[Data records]
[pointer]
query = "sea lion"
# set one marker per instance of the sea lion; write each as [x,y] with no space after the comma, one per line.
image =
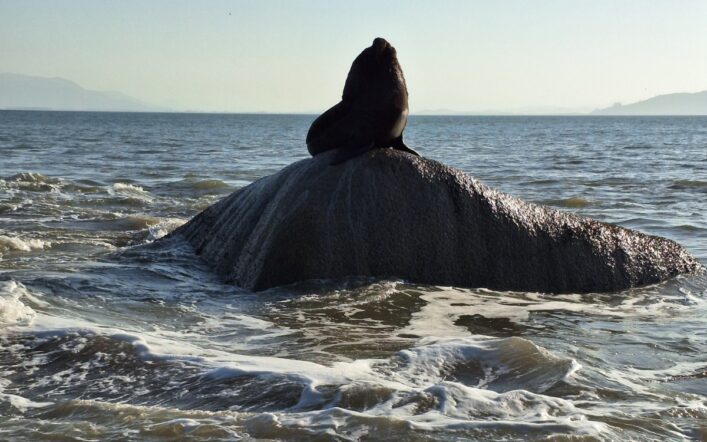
[373,109]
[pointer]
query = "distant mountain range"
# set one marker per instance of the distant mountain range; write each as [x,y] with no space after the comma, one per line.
[669,104]
[42,93]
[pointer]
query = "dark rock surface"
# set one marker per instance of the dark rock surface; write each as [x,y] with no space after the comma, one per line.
[391,214]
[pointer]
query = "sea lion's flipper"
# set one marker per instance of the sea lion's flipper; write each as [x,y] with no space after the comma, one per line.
[345,153]
[329,130]
[400,145]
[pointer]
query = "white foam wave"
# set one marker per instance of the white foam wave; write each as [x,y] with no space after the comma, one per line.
[164,227]
[12,310]
[11,243]
[129,188]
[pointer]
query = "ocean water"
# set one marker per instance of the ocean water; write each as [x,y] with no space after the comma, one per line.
[102,340]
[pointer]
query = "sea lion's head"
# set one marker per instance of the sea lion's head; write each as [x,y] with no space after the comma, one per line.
[376,70]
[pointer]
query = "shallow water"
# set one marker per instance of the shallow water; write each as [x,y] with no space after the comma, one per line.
[102,340]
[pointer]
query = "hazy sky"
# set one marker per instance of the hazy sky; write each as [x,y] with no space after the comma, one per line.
[293,56]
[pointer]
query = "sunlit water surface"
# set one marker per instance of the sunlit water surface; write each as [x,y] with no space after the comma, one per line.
[102,340]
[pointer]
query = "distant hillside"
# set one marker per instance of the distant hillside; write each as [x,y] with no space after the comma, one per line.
[28,92]
[670,104]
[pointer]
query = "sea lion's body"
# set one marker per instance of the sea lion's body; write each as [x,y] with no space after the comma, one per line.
[372,112]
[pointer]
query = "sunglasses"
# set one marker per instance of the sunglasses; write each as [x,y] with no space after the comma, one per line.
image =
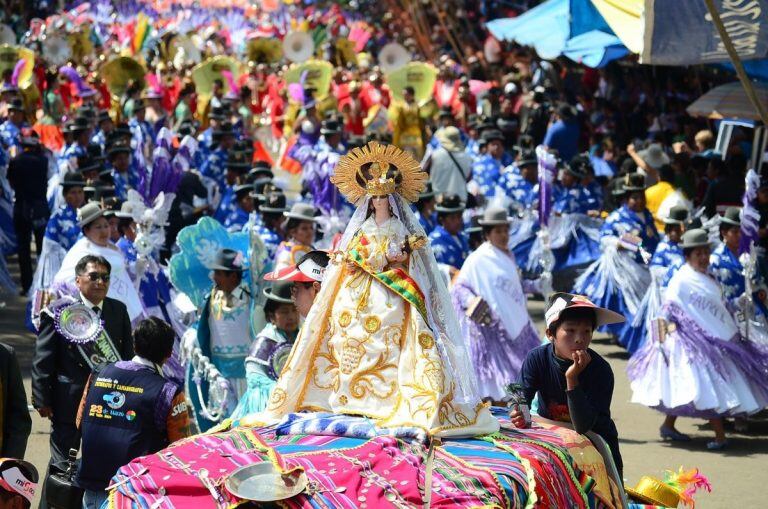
[95,276]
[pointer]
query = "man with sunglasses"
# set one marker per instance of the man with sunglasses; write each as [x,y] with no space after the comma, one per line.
[62,364]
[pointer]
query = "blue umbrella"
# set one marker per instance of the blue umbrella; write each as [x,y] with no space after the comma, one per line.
[573,28]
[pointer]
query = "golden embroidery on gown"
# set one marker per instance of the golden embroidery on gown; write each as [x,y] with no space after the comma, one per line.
[367,347]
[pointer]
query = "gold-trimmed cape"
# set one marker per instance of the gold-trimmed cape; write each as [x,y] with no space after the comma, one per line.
[364,350]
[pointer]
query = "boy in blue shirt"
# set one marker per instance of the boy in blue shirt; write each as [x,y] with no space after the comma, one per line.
[572,382]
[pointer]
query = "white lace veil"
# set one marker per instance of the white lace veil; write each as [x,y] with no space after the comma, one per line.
[441,317]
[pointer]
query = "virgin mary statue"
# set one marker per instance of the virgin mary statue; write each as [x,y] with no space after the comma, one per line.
[382,340]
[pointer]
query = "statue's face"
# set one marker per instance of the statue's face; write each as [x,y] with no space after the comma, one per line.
[380,204]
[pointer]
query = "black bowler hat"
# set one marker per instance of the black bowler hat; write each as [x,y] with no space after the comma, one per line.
[330,127]
[280,292]
[224,129]
[228,260]
[118,148]
[527,158]
[16,104]
[72,179]
[242,190]
[87,163]
[274,203]
[633,182]
[79,125]
[449,204]
[492,135]
[695,237]
[428,192]
[677,215]
[237,161]
[732,216]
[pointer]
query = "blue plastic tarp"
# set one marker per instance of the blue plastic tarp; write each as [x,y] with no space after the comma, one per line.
[573,28]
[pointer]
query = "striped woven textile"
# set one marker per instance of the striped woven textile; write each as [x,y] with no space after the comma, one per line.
[514,468]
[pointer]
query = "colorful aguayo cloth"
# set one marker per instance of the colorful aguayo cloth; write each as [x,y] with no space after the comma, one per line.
[513,468]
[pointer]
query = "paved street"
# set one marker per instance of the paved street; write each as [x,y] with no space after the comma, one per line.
[736,473]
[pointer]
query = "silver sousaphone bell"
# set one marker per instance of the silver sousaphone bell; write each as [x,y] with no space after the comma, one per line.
[393,56]
[298,46]
[56,50]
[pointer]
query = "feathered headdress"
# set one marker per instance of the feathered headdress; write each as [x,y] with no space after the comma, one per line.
[17,69]
[750,216]
[234,90]
[687,483]
[376,170]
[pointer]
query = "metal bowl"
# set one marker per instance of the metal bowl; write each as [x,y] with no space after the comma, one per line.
[261,482]
[79,323]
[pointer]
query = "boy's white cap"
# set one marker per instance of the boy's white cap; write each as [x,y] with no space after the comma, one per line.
[561,301]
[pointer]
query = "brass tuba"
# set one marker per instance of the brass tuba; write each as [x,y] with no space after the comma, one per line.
[119,72]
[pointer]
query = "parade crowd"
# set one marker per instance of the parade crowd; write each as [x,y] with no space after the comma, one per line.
[191,235]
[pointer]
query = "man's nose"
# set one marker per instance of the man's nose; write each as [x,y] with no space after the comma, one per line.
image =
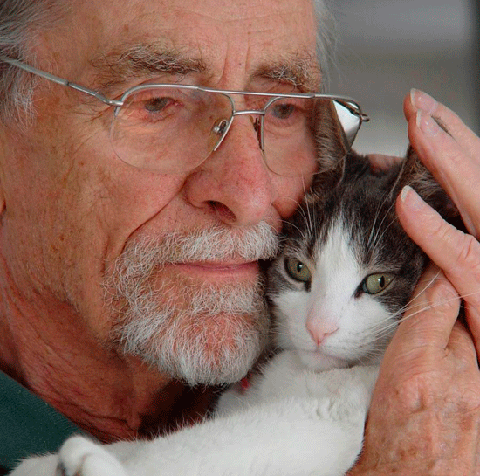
[234,181]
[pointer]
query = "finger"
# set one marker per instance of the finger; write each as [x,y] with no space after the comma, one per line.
[464,136]
[451,157]
[456,253]
[462,346]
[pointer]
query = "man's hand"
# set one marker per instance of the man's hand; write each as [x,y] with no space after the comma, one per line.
[425,412]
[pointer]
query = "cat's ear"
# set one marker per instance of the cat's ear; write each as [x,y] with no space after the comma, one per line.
[331,150]
[415,174]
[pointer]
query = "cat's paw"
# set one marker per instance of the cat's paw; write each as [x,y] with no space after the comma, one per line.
[81,457]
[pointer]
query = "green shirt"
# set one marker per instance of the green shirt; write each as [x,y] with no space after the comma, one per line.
[28,425]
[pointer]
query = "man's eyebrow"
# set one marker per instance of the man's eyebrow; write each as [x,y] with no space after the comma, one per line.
[302,72]
[122,64]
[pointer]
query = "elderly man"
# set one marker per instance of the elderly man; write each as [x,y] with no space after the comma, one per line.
[130,257]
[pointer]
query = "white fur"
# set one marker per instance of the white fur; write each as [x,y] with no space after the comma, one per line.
[293,420]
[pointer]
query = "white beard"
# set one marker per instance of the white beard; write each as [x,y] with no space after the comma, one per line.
[199,332]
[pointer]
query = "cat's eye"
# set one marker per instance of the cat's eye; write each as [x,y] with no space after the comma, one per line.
[297,270]
[376,283]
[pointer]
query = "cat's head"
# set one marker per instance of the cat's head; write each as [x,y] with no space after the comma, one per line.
[347,268]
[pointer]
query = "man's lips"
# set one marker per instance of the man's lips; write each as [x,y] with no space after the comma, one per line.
[222,269]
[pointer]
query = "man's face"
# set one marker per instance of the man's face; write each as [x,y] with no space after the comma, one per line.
[112,240]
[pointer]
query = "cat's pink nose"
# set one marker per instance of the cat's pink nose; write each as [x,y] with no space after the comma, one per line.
[320,332]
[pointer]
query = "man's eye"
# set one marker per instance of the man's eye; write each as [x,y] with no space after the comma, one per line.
[156,105]
[283,111]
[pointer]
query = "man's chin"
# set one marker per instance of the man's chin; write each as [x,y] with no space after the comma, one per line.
[208,350]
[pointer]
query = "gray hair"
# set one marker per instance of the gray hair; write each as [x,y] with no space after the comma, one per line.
[21,20]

▶ **Task to complete**: Please pull out every line from the items that includes the word "brass" and list those lines in their original form.

▶ **Response to this task**:
query = "brass tuba"
# set one marker per instance of the brass tuba; write each as [x,y] with no space after the comma, one per line.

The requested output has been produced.